= Beginning of Section =

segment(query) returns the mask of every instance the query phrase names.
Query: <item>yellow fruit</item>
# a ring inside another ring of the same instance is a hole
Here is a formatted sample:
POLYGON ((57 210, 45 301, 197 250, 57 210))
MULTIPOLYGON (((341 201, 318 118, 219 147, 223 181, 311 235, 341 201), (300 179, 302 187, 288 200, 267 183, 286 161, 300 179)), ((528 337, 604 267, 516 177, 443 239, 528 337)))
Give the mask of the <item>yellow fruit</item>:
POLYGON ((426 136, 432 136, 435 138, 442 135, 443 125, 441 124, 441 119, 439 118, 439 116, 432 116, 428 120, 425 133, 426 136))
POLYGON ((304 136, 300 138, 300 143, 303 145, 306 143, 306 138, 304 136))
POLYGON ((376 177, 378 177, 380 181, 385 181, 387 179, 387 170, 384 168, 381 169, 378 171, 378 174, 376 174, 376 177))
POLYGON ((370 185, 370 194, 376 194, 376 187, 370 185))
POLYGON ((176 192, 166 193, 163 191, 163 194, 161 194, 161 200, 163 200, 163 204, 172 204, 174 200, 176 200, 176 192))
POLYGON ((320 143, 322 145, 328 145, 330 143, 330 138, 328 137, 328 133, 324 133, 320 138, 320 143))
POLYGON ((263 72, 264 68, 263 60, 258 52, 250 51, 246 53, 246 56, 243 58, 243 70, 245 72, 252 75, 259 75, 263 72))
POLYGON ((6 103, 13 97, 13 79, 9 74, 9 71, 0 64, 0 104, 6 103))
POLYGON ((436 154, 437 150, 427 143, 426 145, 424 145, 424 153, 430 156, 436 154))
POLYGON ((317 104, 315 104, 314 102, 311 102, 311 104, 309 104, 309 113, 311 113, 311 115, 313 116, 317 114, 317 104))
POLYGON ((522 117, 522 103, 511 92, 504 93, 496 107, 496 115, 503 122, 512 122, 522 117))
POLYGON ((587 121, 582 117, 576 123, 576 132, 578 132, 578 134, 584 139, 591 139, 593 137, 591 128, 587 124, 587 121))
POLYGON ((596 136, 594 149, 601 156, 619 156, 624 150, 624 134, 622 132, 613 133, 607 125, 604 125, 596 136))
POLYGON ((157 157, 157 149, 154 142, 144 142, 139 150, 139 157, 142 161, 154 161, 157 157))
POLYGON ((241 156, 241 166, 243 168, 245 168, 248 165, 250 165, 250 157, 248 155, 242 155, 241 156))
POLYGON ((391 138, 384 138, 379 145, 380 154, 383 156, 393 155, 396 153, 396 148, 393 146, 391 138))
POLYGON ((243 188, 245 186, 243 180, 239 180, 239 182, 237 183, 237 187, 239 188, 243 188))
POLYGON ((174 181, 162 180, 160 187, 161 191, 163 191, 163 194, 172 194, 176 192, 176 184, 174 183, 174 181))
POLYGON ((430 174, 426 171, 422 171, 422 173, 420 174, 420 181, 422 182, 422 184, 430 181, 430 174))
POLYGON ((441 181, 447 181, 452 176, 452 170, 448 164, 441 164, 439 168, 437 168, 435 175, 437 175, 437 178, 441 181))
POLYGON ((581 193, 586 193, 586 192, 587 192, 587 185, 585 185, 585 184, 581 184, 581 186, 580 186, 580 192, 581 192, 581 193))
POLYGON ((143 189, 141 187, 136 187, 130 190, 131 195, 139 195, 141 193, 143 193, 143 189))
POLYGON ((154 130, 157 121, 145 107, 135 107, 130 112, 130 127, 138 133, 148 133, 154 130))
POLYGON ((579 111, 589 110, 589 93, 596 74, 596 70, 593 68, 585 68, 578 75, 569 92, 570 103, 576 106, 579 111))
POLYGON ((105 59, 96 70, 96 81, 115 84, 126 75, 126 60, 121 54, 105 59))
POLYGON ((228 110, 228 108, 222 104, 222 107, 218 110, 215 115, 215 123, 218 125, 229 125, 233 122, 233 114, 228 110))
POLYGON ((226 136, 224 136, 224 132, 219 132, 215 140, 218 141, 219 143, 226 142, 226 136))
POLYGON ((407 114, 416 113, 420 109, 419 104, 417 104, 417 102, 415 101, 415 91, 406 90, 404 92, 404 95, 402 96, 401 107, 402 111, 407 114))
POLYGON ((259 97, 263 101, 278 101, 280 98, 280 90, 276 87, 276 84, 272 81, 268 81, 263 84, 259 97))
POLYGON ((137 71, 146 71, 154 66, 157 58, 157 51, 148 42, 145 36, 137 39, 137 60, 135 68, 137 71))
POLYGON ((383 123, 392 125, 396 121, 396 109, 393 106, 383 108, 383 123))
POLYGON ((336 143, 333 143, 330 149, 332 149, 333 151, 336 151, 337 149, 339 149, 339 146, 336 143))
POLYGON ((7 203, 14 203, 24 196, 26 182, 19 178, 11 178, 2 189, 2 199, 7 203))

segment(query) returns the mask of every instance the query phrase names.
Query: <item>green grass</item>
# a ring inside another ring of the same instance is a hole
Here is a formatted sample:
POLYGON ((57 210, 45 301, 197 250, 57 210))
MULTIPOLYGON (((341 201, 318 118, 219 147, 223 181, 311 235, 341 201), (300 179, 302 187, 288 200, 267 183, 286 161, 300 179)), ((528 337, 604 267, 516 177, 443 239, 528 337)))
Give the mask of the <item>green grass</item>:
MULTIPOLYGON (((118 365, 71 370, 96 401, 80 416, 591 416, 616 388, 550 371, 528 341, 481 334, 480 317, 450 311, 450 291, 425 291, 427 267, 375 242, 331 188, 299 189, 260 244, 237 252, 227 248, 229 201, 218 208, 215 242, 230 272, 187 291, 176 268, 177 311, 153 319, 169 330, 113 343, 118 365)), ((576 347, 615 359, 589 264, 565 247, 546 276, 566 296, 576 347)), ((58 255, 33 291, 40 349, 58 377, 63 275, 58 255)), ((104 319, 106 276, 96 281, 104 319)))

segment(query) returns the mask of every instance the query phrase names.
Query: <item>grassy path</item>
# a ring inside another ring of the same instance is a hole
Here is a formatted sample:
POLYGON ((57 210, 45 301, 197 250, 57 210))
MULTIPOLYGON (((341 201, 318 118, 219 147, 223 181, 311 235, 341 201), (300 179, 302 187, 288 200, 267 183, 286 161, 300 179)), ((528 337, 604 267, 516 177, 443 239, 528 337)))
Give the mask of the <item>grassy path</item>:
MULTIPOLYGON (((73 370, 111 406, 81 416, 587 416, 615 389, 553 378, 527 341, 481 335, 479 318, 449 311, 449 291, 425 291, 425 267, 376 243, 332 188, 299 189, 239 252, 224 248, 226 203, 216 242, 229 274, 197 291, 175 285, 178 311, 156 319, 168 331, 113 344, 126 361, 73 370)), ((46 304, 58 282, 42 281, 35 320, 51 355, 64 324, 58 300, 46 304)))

= End of Section =

Problem details: Transcribe each entry precisely, missing none.

Expected answer:
segment(query) returns the mask of every instance the query phrase names.
Query: <item>yellow fruit</item>
# a ring inside another ring of the same instance is a hole
Here is a formatted sample:
POLYGON ((57 210, 45 301, 197 250, 57 210))
MULTIPOLYGON (((341 201, 318 118, 219 147, 223 181, 311 235, 341 201), (300 179, 302 187, 288 200, 267 183, 286 161, 300 179)), ((528 337, 604 267, 516 177, 443 239, 528 337)))
Give the mask of the <item>yellow fruit</item>:
POLYGON ((426 136, 432 136, 435 138, 442 135, 443 125, 441 124, 441 119, 439 118, 439 116, 432 116, 428 120, 425 133, 426 136))
POLYGON ((304 136, 300 138, 300 143, 303 145, 306 143, 306 138, 304 136))
POLYGON ((376 177, 378 177, 380 181, 385 181, 387 179, 387 170, 384 168, 381 169, 378 171, 378 174, 376 174, 376 177))
POLYGON ((370 185, 370 194, 376 194, 376 187, 370 185))
POLYGON ((176 192, 166 193, 163 191, 163 194, 161 194, 161 200, 163 200, 163 204, 172 204, 174 200, 176 200, 176 192))
POLYGON ((320 143, 322 145, 328 145, 330 143, 330 138, 328 137, 328 133, 324 133, 320 138, 320 143))
POLYGON ((263 72, 264 68, 263 60, 258 52, 250 51, 246 53, 246 56, 243 58, 243 70, 245 72, 252 75, 259 75, 263 72))
POLYGON ((6 103, 13 97, 13 79, 9 74, 9 71, 0 64, 0 104, 6 103))
POLYGON ((436 154, 437 150, 427 143, 426 145, 424 145, 424 153, 430 156, 436 154))
POLYGON ((317 104, 315 104, 314 102, 311 102, 311 104, 309 104, 309 113, 311 113, 311 115, 313 116, 317 114, 317 104))
POLYGON ((522 117, 522 103, 511 92, 504 93, 496 107, 496 115, 503 122, 512 122, 522 117))
POLYGON ((587 121, 582 117, 576 123, 576 132, 578 132, 578 134, 584 139, 591 139, 593 137, 591 128, 587 124, 587 121))
POLYGON ((596 136, 594 149, 601 156, 619 156, 624 150, 624 134, 622 132, 613 133, 607 125, 604 125, 596 136))
POLYGON ((157 157, 157 149, 154 142, 144 142, 139 150, 139 157, 142 161, 154 161, 157 157))
POLYGON ((241 156, 241 166, 243 168, 245 168, 248 165, 250 165, 250 157, 248 155, 242 155, 241 156))
POLYGON ((391 138, 384 138, 379 145, 380 154, 383 156, 393 155, 396 153, 396 148, 393 146, 391 138))
POLYGON ((243 188, 245 186, 243 180, 239 180, 239 182, 237 183, 237 187, 239 188, 243 188))
POLYGON ((174 181, 162 180, 160 187, 161 191, 163 191, 163 194, 172 194, 176 192, 176 184, 174 183, 174 181))
POLYGON ((430 174, 426 171, 422 171, 422 173, 420 174, 420 181, 422 182, 422 184, 430 181, 430 174))
POLYGON ((441 181, 447 181, 452 176, 452 170, 448 164, 441 164, 439 168, 437 168, 435 175, 437 175, 437 178, 441 181))
POLYGON ((581 193, 586 193, 586 192, 587 192, 587 185, 585 185, 585 184, 581 184, 581 186, 580 186, 580 192, 581 192, 581 193))
POLYGON ((143 189, 141 187, 136 187, 130 190, 131 195, 139 195, 141 193, 143 193, 143 189))
POLYGON ((154 130, 157 121, 145 107, 135 107, 130 112, 130 127, 138 133, 148 133, 154 130))
POLYGON ((579 111, 589 110, 589 93, 596 74, 596 70, 593 68, 585 68, 578 75, 569 92, 570 103, 576 106, 579 111))
POLYGON ((105 59, 96 70, 96 81, 115 84, 126 75, 126 60, 121 54, 105 59))
POLYGON ((228 110, 228 108, 222 104, 222 107, 218 110, 215 115, 215 123, 218 125, 229 125, 233 122, 233 114, 228 110))
POLYGON ((226 136, 224 136, 224 132, 219 132, 215 140, 218 141, 219 143, 226 142, 226 136))
POLYGON ((407 114, 416 113, 420 109, 419 104, 417 104, 417 102, 415 101, 415 91, 406 90, 404 92, 404 95, 402 96, 401 107, 402 111, 407 114))
POLYGON ((259 97, 263 101, 278 101, 280 98, 280 90, 276 87, 276 84, 272 81, 268 81, 263 84, 259 97))
POLYGON ((137 71, 146 71, 154 66, 157 58, 157 51, 148 42, 145 36, 137 39, 137 60, 135 68, 137 71))
POLYGON ((383 123, 392 125, 396 121, 396 109, 393 106, 383 108, 383 123))
POLYGON ((336 143, 333 143, 330 149, 332 149, 333 151, 336 151, 337 149, 339 149, 339 146, 336 143))
POLYGON ((7 203, 14 203, 24 196, 26 182, 19 178, 11 178, 2 189, 2 199, 7 203))

segment(query) returns the mask of every instance the query phrase names.
Query: <item>green grass</item>
# a ring inside another ring of the same instance is a hole
Here is a formatted sample:
POLYGON ((57 210, 45 301, 197 250, 57 210))
MULTIPOLYGON (((341 201, 318 118, 219 147, 223 181, 311 235, 341 201), (300 179, 302 187, 288 200, 267 183, 286 161, 300 179)), ((528 337, 604 267, 516 177, 443 239, 528 337)))
Give the mask of the <item>green grass</item>:
MULTIPOLYGON (((118 365, 71 370, 96 401, 80 416, 591 416, 616 388, 550 371, 528 341, 481 334, 480 317, 450 311, 450 291, 425 291, 427 267, 375 242, 331 188, 299 189, 260 244, 237 252, 227 248, 229 201, 218 208, 215 242, 230 272, 187 291, 176 268, 177 311, 153 319, 169 330, 113 343, 118 365)), ((576 347, 615 359, 589 264, 565 247, 546 276, 566 296, 576 347)), ((58 255, 33 291, 40 349, 58 377, 63 275, 58 255)), ((104 319, 106 276, 96 281, 104 319)))

segment(query) returns the mask of every instance the query phrase names.
Query: <item>grassy path</item>
# a ring inside another ring of the same instance is a hole
Here is a formatted sample:
POLYGON ((57 210, 45 301, 197 250, 57 210))
MULTIPOLYGON (((341 201, 318 118, 219 147, 223 181, 311 235, 341 201), (300 179, 302 187, 288 200, 267 183, 286 161, 300 179)), ((528 337, 604 267, 516 177, 443 239, 528 337)))
Give the mask of the <item>grassy path</item>:
MULTIPOLYGON (((73 370, 111 406, 81 416, 587 416, 615 389, 553 378, 527 341, 481 335, 479 318, 449 311, 449 291, 425 291, 425 267, 376 243, 332 188, 299 189, 239 252, 224 248, 226 203, 216 242, 229 274, 197 291, 175 285, 178 311, 156 319, 168 331, 113 344, 126 361, 73 370)), ((46 304, 58 282, 42 281, 35 320, 51 355, 64 324, 58 300, 46 304)))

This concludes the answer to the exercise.